» **CHALLENGE**:
Answer these questions from the message on automatic refresh:
1. What wording is proposed for the standard link that reloads the page as normal?
2. On what date was the original message sent?
3. From what source does the application described in the original message acquire its data?

┌─ TEXT

Re: Automatic Refresh

Matthew,

here's roughly what I'd suggest, which expands on your idea:

- have a standard link "refresh data" that reloads the page as normal
- use javascript to write out another link "automatic refresh"
- this link triggers a javascript function that sets a cookie
- if the cookie is set, do a reload via javascript (not META) after a
set timeout period
- if the cookie is set, the link that's written out is changed to "stop
automatic refresh"
which unsets the cookie

Patrick
___________________________________________________________________________
re·dux (adj.): brought back; returned. used postpositively. [latin : re-,
re- + dux, leader; see duke.]
art and photography: http://redux.deviantart.com |
http://www.daprints.com/affiliates/photographia/
www.photographia.co.uk | http://www.splintered.co.uk/

----- Original Message ----- 
From: "Matthew Smith" <matt@kbc.net.au>
To: "WAI Interest Group" <w3c-wai-ig@w3.org>
Sent: Saturday, July 03, 2004 11:29 PM
Subject: Automatic Refresh


>
> Hi All
>
> I am working on an application that creates an XHTML page from data
acquired
> from a network of temperature sensors.

└─
┌─ STORED ROWS

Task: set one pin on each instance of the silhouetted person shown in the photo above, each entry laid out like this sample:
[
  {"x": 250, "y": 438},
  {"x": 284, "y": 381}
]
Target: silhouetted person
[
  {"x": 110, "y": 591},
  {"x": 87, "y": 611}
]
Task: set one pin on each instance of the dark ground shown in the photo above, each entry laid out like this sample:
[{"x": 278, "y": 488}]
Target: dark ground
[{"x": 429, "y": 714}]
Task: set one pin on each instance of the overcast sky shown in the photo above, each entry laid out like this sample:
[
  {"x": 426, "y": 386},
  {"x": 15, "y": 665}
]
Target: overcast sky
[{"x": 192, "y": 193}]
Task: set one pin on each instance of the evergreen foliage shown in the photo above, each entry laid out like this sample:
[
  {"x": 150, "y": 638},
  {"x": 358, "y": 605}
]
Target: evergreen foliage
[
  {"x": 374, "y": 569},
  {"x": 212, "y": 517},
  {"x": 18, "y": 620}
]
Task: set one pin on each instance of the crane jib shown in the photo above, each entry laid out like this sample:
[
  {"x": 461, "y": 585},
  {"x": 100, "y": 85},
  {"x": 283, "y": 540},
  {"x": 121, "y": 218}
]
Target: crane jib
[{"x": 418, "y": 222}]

└─

» **WRITTEN RESPONSE**:
1. "refresh data"
2. Saturday, July 03, 2004
3. A network of temperature sensors